Records:
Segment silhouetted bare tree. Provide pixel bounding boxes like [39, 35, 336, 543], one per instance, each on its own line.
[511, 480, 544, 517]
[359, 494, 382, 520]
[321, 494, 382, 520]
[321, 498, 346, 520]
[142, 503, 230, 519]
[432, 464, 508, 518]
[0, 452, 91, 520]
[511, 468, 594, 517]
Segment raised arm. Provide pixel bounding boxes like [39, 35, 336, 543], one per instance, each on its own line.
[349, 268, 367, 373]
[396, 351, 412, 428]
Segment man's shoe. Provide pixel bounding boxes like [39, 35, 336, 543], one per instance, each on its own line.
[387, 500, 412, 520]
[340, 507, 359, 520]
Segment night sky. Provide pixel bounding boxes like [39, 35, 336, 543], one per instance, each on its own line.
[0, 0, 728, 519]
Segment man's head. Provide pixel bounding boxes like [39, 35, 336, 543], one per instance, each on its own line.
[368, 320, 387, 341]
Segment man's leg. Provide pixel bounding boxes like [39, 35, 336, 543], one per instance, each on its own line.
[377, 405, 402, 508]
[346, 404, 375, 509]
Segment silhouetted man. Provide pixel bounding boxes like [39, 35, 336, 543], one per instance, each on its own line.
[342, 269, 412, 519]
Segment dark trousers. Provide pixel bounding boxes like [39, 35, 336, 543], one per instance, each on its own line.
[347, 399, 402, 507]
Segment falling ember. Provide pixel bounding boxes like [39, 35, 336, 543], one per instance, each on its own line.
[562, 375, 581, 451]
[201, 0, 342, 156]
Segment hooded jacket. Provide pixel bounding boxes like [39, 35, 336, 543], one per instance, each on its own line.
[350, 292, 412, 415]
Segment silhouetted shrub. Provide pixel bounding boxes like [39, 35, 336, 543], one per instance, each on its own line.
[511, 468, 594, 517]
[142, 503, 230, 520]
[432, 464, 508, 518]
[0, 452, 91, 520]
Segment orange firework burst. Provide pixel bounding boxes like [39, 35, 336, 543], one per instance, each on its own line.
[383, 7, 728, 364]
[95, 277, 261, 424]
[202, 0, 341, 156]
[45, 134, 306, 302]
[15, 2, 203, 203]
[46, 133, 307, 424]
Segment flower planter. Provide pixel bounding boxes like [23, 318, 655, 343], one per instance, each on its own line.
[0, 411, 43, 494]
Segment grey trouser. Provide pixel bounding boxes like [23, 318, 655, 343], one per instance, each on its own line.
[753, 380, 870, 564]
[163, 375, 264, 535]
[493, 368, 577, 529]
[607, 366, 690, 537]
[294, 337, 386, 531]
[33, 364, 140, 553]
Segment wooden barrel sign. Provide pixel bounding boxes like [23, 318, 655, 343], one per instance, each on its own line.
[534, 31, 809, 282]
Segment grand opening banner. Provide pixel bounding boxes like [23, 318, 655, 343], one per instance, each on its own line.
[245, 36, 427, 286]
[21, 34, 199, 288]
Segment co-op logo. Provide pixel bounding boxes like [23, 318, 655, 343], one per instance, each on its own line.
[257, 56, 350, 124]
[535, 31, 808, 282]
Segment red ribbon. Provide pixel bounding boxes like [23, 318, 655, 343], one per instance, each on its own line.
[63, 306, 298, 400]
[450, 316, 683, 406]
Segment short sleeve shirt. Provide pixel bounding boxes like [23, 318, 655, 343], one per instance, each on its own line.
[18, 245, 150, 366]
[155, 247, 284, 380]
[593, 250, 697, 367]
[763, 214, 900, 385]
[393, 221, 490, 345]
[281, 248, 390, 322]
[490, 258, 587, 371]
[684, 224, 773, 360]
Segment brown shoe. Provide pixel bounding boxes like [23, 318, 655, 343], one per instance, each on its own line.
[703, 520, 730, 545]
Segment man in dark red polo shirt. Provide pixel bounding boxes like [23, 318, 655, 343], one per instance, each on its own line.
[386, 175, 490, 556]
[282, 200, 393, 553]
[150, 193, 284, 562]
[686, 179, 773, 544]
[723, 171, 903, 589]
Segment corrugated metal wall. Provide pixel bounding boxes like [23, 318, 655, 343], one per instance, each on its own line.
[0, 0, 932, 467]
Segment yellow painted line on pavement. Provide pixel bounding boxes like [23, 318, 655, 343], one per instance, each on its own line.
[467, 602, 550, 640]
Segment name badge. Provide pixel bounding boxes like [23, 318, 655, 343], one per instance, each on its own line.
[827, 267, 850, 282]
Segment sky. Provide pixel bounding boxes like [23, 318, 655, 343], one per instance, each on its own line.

Task goal: Set out every line of the listing above as a numbered list, leaving out any blank lines.

Output of the exercise:
1. Segment silhouetted bare tree. Provide pixel bounding boxes like [39, 35, 336, 543], one per instance, each on its own line.
2. [511, 480, 544, 517]
3. [359, 494, 382, 520]
4. [321, 494, 382, 520]
5. [321, 498, 346, 520]
6. [142, 503, 230, 519]
7. [432, 464, 508, 518]
8. [0, 452, 91, 520]
9. [511, 468, 594, 517]
10. Segment raised arm. Provide pixel bounding boxes like [39, 35, 336, 543], one per instance, each on its own line.
11. [349, 268, 367, 373]
12. [396, 351, 412, 428]
13. Segment man's shoe. Provide pixel bounding boxes like [39, 35, 336, 543], one per instance, each on its own line.
14. [387, 500, 412, 520]
15. [340, 507, 359, 520]
16. Segment night sky. Provide pixel bounding boxes like [39, 35, 336, 543], one per instance, each on its own line.
17. [0, 0, 728, 519]
18. Segment man's head. Provide pixel bounding boxes like [39, 35, 336, 543], one per instance, each on its own line.
19. [368, 320, 387, 341]
20. Segment man's leg. Provide pixel bounding boxes like [39, 35, 336, 543], one per instance, each on its own line.
21. [377, 405, 402, 508]
22. [346, 404, 375, 509]
23. Segment silhouetted man. Provide pixel bounding boxes like [39, 35, 336, 543], one per instance, each on its own line.
24. [342, 269, 412, 519]
25. Segment dark trousers. Provide pixel bounding boxes like [39, 35, 336, 543], one per instance, each on its own line.
26. [347, 399, 402, 507]
27. Segment falling ember. Provide pixel bounding boxes like [39, 35, 336, 543], one per instance, each on its own line.
28. [562, 375, 581, 451]
29. [201, 0, 342, 156]
30. Segment hooded jacket. Provide pixel bounding boxes like [39, 35, 336, 543], one per instance, each on its own line.
31. [350, 292, 412, 415]
32. Segment silhouetted shrub. Provide pixel bounding boxes like [39, 35, 336, 543], one per instance, each on its own line.
33. [511, 468, 594, 517]
34. [142, 503, 230, 520]
35. [432, 464, 508, 518]
36. [0, 452, 91, 520]
37. Segment orange firework burst. Provide pixel bounding boxes like [39, 35, 336, 543], one per instance, each on its own line.
38. [383, 7, 728, 364]
39. [95, 277, 261, 424]
40. [202, 0, 341, 156]
41. [45, 134, 306, 302]
42. [15, 2, 203, 203]
43. [46, 133, 307, 424]
44. Segment flower planter. Provide pixel bounding boxes like [23, 318, 655, 343], one per instance, each on its own line.
45. [0, 411, 43, 494]
46. Segment grey trouser. Provide pixel bounding boxes like [23, 318, 655, 343], one per instance, each on its own line.
47. [753, 380, 870, 564]
48. [163, 375, 264, 535]
49. [493, 368, 577, 529]
50. [607, 366, 690, 537]
51. [294, 337, 386, 531]
52. [33, 364, 140, 553]
53. Segment wooden barrel sign. Provide pixel bounding boxes like [23, 318, 655, 343], one per instance, each on its own line.
54. [534, 31, 809, 282]
55. Segment grand opening banner. Provide pixel bounding boxes like [23, 318, 655, 343], one per instance, each on its own line.
56. [245, 36, 427, 286]
57. [21, 34, 199, 288]
58. Segment co-op logo. Provide pixel bounding boxes like [23, 318, 655, 343], one per instance, each on its own line.
59. [257, 56, 350, 124]
60. [535, 31, 808, 282]
61. Segment red ribbon. Provide pixel bounding boxes like [23, 318, 655, 343], one per instance, each on its own line.
62. [63, 306, 298, 400]
63. [450, 316, 683, 406]
64. Segment short sleeve shirt. Provide pixel bounding boxes like [23, 318, 655, 343], one per instance, each on its own line.
65. [18, 245, 150, 366]
66. [155, 247, 284, 380]
67. [593, 250, 697, 367]
68. [763, 214, 900, 385]
69. [393, 221, 490, 345]
70. [281, 248, 390, 322]
71. [490, 258, 587, 371]
72. [684, 224, 773, 360]
73. Segment brown shoe. Provide pixel bounding boxes like [23, 318, 655, 343], one per instance, each on its own line.
74. [703, 520, 730, 545]
75. Segment man in dark red polo shirt. Provide pixel bounding boxes like [23, 318, 655, 343], one per instance, each on its own line.
76. [386, 175, 490, 556]
77. [282, 200, 393, 553]
78. [150, 193, 284, 562]
79. [686, 179, 773, 544]
80. [723, 171, 903, 589]
81. Segment corrugated metal wall. Provide pixel bounding boxes like [23, 318, 655, 343], one per instance, each on its own line.
82. [0, 0, 932, 467]
83. Segment yellow painted line on pavement. Provide pixel bounding boxes like [23, 318, 655, 343], one per instance, each on its own line.
84. [467, 602, 550, 640]
85. Segment name badge. Provide pixel bounding boxes like [23, 318, 655, 343], one per instance, each on its own line.
86. [827, 267, 850, 282]
87. Segment sky. Provide pixel bounding boxes like [23, 318, 655, 343], one per instance, each on its own line.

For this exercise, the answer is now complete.